▶ **WHAT TO WORK ON**
Search term "dune": please copy every line of the records below that contains it.

▶ **MATERIAL FOR THIS TASK**
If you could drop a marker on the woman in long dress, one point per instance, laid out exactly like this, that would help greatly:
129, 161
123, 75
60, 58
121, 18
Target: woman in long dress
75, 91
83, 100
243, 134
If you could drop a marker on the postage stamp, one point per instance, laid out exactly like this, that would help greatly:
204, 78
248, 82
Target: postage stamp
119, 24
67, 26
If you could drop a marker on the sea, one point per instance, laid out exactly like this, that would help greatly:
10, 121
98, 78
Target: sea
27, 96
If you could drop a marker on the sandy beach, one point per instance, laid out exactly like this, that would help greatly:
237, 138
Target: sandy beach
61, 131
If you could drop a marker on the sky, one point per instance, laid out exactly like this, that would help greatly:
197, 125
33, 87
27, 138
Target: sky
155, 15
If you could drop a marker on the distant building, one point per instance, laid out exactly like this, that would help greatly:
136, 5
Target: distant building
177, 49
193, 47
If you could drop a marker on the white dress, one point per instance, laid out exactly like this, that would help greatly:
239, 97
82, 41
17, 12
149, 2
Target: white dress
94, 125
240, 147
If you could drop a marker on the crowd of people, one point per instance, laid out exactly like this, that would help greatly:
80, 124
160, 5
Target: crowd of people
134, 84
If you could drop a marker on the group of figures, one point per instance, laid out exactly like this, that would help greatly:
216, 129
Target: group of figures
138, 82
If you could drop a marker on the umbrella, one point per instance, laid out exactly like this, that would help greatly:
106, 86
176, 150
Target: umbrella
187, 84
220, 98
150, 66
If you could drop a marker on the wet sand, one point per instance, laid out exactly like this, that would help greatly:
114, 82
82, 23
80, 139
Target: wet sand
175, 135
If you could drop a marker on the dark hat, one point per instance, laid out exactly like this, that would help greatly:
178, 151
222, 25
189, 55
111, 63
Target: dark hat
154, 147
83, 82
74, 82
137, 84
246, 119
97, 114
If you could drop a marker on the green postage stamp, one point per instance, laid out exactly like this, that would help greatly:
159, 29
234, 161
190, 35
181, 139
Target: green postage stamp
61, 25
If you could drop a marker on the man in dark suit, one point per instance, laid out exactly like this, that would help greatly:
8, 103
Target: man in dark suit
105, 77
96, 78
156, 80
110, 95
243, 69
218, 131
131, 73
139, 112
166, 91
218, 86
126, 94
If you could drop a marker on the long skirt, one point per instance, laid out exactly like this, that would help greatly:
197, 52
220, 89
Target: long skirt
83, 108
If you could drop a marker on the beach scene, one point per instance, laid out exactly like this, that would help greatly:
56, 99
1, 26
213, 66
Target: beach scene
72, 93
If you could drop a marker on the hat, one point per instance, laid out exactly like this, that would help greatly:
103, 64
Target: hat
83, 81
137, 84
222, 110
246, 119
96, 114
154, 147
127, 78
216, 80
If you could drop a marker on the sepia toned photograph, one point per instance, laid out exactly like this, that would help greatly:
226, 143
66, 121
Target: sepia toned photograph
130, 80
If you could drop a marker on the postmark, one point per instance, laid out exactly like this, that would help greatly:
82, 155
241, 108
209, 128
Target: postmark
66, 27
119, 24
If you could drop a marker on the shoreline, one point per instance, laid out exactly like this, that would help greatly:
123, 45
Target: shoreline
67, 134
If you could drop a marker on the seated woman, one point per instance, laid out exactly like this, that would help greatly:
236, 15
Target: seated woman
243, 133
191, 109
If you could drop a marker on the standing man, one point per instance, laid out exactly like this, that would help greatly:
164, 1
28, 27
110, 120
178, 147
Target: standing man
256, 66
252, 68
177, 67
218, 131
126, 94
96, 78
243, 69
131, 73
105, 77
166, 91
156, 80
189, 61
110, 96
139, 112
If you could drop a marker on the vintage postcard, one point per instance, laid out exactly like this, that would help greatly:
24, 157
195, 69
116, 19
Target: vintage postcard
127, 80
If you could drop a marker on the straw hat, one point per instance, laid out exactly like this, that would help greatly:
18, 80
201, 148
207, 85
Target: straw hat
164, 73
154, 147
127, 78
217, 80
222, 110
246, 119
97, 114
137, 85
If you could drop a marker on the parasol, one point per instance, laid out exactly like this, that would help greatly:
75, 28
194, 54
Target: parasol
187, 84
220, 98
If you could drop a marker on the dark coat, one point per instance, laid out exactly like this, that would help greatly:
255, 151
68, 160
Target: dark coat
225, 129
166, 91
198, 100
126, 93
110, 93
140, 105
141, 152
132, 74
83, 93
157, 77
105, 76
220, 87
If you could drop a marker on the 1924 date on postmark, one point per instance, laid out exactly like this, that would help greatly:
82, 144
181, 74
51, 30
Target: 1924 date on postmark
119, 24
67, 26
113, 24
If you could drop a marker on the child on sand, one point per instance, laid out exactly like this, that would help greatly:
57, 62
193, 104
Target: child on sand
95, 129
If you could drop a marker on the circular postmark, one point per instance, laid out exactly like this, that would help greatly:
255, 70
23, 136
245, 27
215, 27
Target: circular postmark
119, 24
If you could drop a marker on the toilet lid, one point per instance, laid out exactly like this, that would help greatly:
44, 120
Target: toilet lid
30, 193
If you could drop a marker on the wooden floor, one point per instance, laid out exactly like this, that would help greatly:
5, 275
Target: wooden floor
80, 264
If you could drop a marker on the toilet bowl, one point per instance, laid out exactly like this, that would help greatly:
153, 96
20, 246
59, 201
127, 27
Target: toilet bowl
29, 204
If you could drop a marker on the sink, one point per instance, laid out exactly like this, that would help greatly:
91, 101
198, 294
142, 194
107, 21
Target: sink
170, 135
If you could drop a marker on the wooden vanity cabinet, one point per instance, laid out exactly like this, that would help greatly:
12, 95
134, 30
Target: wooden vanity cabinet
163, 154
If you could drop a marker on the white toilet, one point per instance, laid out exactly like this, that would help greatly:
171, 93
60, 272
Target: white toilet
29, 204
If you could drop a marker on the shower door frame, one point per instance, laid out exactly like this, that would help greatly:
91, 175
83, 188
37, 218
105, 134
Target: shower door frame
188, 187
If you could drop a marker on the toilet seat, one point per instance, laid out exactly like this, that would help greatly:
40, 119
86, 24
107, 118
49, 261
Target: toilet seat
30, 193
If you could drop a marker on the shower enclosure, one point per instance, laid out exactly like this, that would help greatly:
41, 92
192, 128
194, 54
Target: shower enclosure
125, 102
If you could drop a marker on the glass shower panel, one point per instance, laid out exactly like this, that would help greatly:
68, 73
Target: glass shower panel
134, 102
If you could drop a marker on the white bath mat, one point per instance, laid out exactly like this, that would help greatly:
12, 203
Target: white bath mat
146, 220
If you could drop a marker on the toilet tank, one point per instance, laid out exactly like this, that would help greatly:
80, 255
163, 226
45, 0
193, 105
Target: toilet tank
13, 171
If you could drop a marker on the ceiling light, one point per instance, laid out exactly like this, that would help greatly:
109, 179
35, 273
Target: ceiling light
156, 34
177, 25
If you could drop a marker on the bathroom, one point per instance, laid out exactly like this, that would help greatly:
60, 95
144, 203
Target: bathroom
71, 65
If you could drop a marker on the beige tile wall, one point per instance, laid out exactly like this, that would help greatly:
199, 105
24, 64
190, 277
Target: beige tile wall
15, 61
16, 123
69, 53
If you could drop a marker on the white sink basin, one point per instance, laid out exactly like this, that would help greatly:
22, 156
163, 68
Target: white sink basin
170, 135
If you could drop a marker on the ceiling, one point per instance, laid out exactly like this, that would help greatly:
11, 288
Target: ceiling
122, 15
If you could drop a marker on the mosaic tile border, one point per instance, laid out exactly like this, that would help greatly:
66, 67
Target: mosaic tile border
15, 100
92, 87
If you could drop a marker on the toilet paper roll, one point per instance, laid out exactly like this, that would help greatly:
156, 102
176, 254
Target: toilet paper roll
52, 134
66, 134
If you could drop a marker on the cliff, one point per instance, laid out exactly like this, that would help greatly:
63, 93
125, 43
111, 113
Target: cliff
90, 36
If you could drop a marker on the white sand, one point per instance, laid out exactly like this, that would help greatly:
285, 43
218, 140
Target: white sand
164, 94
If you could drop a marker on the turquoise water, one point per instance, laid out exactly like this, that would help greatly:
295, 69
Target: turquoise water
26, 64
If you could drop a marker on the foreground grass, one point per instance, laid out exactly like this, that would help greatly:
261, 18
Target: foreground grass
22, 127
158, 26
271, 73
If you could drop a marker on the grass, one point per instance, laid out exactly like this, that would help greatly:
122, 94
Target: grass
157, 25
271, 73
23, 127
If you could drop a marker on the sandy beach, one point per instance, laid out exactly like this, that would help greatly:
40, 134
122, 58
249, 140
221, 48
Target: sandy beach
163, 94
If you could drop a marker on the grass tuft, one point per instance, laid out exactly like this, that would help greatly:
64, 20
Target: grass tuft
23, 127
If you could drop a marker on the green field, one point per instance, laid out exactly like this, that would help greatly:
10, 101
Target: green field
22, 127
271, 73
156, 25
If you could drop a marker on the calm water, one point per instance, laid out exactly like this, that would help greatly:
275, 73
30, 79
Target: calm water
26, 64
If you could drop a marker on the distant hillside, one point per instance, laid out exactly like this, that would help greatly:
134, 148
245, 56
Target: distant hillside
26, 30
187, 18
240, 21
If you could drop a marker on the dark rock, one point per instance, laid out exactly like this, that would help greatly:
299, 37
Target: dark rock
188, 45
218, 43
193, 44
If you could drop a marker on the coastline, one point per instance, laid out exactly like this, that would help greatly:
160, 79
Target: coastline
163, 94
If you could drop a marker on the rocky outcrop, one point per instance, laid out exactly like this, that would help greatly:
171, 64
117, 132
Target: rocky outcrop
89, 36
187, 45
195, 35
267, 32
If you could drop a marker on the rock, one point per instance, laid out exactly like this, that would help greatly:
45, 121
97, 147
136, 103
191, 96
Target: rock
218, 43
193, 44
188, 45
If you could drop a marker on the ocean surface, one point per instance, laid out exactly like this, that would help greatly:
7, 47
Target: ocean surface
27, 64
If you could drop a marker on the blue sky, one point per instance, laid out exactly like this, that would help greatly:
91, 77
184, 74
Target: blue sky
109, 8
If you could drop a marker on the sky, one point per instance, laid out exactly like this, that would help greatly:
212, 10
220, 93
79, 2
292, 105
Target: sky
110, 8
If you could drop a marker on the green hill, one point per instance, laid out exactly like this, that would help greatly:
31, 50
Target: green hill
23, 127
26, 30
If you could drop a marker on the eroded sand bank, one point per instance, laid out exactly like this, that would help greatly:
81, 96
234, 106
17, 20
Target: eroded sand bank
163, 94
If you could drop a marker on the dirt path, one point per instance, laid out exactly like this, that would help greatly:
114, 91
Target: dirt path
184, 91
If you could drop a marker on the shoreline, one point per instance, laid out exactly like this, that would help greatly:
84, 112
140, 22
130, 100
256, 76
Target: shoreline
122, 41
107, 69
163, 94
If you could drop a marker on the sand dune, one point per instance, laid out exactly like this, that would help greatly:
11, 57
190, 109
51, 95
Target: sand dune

▶ **ANSWER TO THIS EXERCISE**
If you could drop a marker on the sand dune, one point per instance, laid out exactly like this, that would help greatly:
Target: sand dune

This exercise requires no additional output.